··· Data listing ···

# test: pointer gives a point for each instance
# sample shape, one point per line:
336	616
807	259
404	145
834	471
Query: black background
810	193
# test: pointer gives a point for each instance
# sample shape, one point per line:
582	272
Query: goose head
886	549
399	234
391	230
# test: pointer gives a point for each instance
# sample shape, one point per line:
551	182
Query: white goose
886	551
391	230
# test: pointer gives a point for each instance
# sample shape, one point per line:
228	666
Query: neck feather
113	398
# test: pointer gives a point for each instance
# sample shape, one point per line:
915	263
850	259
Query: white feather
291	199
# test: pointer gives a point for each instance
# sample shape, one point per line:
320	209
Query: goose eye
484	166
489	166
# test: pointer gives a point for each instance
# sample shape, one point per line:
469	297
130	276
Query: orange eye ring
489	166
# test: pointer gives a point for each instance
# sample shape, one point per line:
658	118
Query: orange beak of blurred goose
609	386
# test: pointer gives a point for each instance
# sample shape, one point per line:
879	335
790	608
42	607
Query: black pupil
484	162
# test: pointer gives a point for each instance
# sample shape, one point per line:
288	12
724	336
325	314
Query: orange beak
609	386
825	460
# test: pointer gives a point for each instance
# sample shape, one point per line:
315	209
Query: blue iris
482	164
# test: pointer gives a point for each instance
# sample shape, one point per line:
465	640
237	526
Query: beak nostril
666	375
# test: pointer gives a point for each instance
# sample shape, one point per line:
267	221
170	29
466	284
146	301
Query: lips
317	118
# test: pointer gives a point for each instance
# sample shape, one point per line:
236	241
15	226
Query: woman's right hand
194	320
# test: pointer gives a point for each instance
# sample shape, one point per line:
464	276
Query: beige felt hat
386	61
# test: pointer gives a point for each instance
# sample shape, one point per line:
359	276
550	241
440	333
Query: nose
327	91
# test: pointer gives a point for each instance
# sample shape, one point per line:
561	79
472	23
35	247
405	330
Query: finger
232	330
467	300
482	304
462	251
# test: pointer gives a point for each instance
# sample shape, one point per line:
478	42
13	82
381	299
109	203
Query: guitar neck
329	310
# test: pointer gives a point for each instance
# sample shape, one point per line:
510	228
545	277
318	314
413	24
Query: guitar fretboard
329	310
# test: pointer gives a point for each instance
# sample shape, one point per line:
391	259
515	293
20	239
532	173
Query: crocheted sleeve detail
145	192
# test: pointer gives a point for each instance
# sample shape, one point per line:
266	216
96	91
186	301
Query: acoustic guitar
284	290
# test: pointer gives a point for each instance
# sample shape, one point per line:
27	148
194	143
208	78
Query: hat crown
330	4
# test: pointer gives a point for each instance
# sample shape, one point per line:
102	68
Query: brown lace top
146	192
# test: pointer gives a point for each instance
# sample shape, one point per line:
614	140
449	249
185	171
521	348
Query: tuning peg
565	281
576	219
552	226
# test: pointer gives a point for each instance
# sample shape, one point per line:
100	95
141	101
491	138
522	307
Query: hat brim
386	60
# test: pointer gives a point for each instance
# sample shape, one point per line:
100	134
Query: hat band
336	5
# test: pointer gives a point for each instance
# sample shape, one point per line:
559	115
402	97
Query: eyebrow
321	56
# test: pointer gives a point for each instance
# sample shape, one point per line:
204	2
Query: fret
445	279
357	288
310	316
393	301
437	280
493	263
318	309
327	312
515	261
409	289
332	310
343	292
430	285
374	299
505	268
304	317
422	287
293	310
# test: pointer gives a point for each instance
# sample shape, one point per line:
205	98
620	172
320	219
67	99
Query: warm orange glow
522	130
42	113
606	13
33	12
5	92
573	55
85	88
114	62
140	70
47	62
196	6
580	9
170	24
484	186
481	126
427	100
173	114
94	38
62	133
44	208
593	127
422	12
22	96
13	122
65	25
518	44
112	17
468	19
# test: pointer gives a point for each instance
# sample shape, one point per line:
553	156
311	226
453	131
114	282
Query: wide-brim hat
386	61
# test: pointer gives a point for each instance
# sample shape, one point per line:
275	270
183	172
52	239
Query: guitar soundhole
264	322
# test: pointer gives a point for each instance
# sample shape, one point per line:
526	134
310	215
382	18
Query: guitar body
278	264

···

Give the data again, exactly as it stands.

# test: pointer gives a point for each instance
# sample shape, one point per line:
336	616
807	259
404	145
834	471
Query: black background
810	193
# test: pointer gives a point for each instance
# sample shape, one point per line:
582	272
Query: goose head
886	549
399	234
391	230
# test: pointer gives a point for each instance
# sample shape, one point per line:
551	182
Query: white goose
886	551
391	230
# test: pointer gives a point for each instance
# sample shape, one point per line:
228	666
Query: neck feather
113	398
# test: pointer gives a point for each instance
# sample shape, one point per line:
915	263
850	259
Query: white feather
291	199
# test: pointer gives a point for each instance
# sample shape, one point per line:
320	209
Query: goose eye
484	166
489	166
# test: pointer gives a point for each instance
# sample shape, one point per line:
469	297
130	276
Query: orange eye ring
489	166
# test: pointer gives a point for each instance
# sample shape, one point per line:
658	118
Query: orange beak of blurred goose
609	386
# test: pointer gives a point for each instance
# sample shape, one point per line:
879	335
790	608
42	607
Query: black pupil
484	162
# test: pointer gives a point for each instance
# sample shape, one point per line:
288	12
724	336
325	314
Query: orange beak
609	386
825	460
# test: pointer gives a point for each instance
# sample shape, one point per line:
315	209
Query: blue iris
482	164
# test: pointer gives a point for each instance
# sample shape, one point per line:
465	640
237	526
Query: beak nostril
666	375
# test: pointer gives a point for each instance
# sample shape, one point per line:
267	221
170	29
466	284
146	301
Query: lips
317	118
# test: pointer gives a point for each instance
# sample shape, one point per line:
236	241
15	226
Query: woman's right hand
194	320
# test: pointer gives a point for each instance
# sample shape, one point per line:
464	276
Query: beige felt hat
386	61
# test: pointer gives a point for each instance
# sample shape, one point per line:
359	276
550	241
440	333
Query: nose
327	91
# test: pointer gives a point for each instance
# sample shape, one point per line:
561	79
472	23
35	247
405	330
Query: finger
232	330
467	300
482	304
462	251
# test: pointer gives a point for each instance
# sample shape, one point per line:
478	42
13	82
381	299
109	203
Query: guitar neck
329	310
# test: pointer gives a point for each instance
# sample shape, one point per line:
510	228
545	277
318	314
413	24
Query: guitar fretboard
329	310
# test: pointer gives a point for each instance
# sample shape, one point per line:
391	259
515	293
20	239
532	173
Query: crocheted sleeve detail
145	192
# test: pointer gives a point for each instance
# sample shape, one point per line:
266	216
96	91
186	301
Query: acoustic guitar
284	290
# test: pointer gives a point for each instance
# sample shape, one point per line:
27	148
194	143
208	78
Query: hat crown
330	4
# test: pointer gives a point for each instance
# sample shape, one point per line:
102	68
Query: brown lace top
146	192
# test: pointer gives a point for each instance
# sample shape, one point per line:
614	140
449	249
185	171
521	348
Query: tuning peg
565	281
576	219
552	226
# test: pointer gives a point for each instance
# sample shape, one point per line:
100	95
141	101
491	138
522	307
Query: hat brim
386	60
# test: pointer gives a point for each instance
# sample shape, one point per line:
100	134
Query: hat band
336	5
# test: pointer gives a point for each instance
# sample shape, one point per line:
559	115
402	97
Query: eyebrow
321	56
# test: pointer gives a point for each instance
# sample shape, one point per line:
204	2
Query: fret
445	279
357	288
310	316
393	301
437	280
493	263
318	309
327	312
515	261
409	289
332	310
343	292
430	285
374	299
505	268
304	317
422	287
293	310
# test: pointer gives a point for each instance
# sample shape, one point per line:
205	98
620	172
320	219
67	99
Query: warm orange glow
522	130
42	113
606	13
33	12
5	92
573	55
85	88
114	62
140	70
47	62
196	6
580	9
170	24
484	186
481	126
427	100
173	114
94	38
62	133
44	208
593	127
422	12
22	96
13	122
65	25
518	44
112	17
468	19
# test: pointer gives a point for each instance
# sample shape, one point per line:
553	156
311	226
453	131
114	282
Query: wide-brim hat
386	61
# test: pointer gives a point for each instance
# sample shape, one point per line:
275	270
183	172
52	239
Query: guitar soundhole
264	322
# test: pointer gives a point for each instance
# sample shape, one point per line:
526	134
310	215
382	18
Query: guitar body
278	264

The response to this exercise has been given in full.